Set problem:
Could you write the next part of the blog post on Singapore's Broadcasting Act, picking up right after its last sentence?

Source passage:
● ● ● ●
Tuesday, June 11, 2013

The Broadcasting Act is fundamentally flawed

We've had our blackout online protest.  We have done our offline protest at Hong Lim Park.  The blogging community has made a loud enough statement to be heard.  But, as with many things in Singapore, though we might shout out loud, we may still not be heard. 

I was at Speakers' Corner on Saturday, 8 June 2013.  It was a remarkable job by the #FreeMyInternet chaps.  They managed to get themselves organized within a short time frame and got the message out to enough people to gather a decent crowd on Saturday. 

I know that the #FreeMyInternet movement made it very clear that their primary goal for the time being is the revocation of the MDA's latest licensing rules.  But, I am sure their ultimate desire is also to see greater freedom in terms of the traditional media as well. 

There is one thing that we need to be very clear about.  The current licensing rules are set out in the Broadcasting (Class Licence) (Amendment) Notification 2013.  By virtue of this notification, MDA can, at its discretion, remove any website from the Class Licence and require it to obtain a specific licence.  The problem is not really a result of this subsidiary legislation.  The problem is in the parent Act of Parliament itself.  Parliament has drawn up a provision that is so broad that it has authorised lawlessness. 

Under Section 8(2) of the Broadcasting Act,
"Every broadcasting licence, other than a class licence, granted by the Authority shall be in such form and for such period and may contain such terms and conditions as the Authority may determine"

This is equivalent to saying that the licence will be in 'x' form, for 'y' period and contain 'w' terms, where x, y and w will be determined by MDA. 

As for Class licenses, section 9 deals states the following:

9(1) The Authority may, by notification published in the Gazette, determine a class licence, being a broadcasting licence, for the provision of such subscription broadcasting services and other licensable broadcasting services as the Authority may specify.
● ● ● ●
Extracted information:
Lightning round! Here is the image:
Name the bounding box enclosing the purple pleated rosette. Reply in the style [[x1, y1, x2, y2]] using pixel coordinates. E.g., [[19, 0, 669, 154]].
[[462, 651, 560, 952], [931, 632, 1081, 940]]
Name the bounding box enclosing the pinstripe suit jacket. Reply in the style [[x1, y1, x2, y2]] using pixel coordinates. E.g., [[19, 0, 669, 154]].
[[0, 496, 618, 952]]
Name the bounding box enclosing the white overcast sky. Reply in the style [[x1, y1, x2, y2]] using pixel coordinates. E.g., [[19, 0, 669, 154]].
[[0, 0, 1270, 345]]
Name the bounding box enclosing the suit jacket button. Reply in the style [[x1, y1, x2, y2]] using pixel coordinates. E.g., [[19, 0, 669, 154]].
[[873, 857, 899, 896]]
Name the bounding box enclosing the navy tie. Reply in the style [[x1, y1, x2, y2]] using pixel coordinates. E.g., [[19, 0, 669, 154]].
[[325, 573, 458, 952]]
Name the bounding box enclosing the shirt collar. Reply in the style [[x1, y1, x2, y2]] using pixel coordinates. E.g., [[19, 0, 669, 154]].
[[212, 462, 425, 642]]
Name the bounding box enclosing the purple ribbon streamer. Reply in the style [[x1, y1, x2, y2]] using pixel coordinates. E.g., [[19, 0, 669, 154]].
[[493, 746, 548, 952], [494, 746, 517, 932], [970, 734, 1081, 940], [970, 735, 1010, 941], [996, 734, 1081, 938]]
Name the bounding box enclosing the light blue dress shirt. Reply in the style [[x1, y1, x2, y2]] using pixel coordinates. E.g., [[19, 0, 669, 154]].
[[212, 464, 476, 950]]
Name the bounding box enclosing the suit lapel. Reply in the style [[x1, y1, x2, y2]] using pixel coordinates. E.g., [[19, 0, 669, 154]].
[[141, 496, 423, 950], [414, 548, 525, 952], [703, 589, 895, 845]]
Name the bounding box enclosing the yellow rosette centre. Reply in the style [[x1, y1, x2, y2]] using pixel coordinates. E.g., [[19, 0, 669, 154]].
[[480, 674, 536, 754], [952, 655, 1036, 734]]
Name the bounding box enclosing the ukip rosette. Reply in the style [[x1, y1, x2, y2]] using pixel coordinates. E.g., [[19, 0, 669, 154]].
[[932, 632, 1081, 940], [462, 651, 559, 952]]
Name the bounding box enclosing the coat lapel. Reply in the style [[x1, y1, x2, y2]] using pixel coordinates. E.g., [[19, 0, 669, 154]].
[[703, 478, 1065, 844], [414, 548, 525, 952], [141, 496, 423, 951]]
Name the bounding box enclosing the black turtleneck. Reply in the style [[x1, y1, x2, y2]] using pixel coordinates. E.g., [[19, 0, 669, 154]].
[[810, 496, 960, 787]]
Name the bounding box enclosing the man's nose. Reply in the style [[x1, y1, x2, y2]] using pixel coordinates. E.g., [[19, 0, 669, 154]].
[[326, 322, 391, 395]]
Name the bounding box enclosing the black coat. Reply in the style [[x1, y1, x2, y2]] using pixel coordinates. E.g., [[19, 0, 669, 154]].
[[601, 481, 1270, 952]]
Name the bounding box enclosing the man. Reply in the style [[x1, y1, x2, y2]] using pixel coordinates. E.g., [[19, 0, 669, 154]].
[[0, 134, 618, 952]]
● ● ● ●
Response to the exercise:
(2) The Authority may include in a class licence such conditions as it thinks fit.
MDA may issue any form of class licence and impose any conditions. 
Sometimes when a legislative provision is vague and open to interpretation and there exists a danger that it could be interpreted too broadly, we might caricature that legislation by stating that Parliament could have simply given unfettered discretion to a public body to do as it pleases.  The Broadcasting Act has been drafted in such a manner that it literally gives that unfettered power to the MDA. 
In Chng Suan Tze v Minister of Home Affairs (1988), Wee CJ stated:
"All power has legal limits and the rule of law demands that the courts should be able to examine the exercise of discretionary power. If therefore the executive in exercising its discretion under an Act of Parliament has exceeded the four corners within which Parliament has decided it can exercise its discretion, such an exercise of discretion would be ultra vires the Act and a court of law must be able to hold it to be so."
Ordinarily, the kind of case that the Courts would face involves a government body that exceeds the discretionary power that has been given to it by an Act of Parliament.  Clearly, the Courts would restrain any government body that attempts to do so.  But, the relationship between the Broadcasting Act and the MDA is such that the "four corners" that the Chief Justice referred to in the quotation above is missing from the legislation.  The legislation literally states that the MDA can do whatever it wants.  How did Parliament enact such a law in the first place?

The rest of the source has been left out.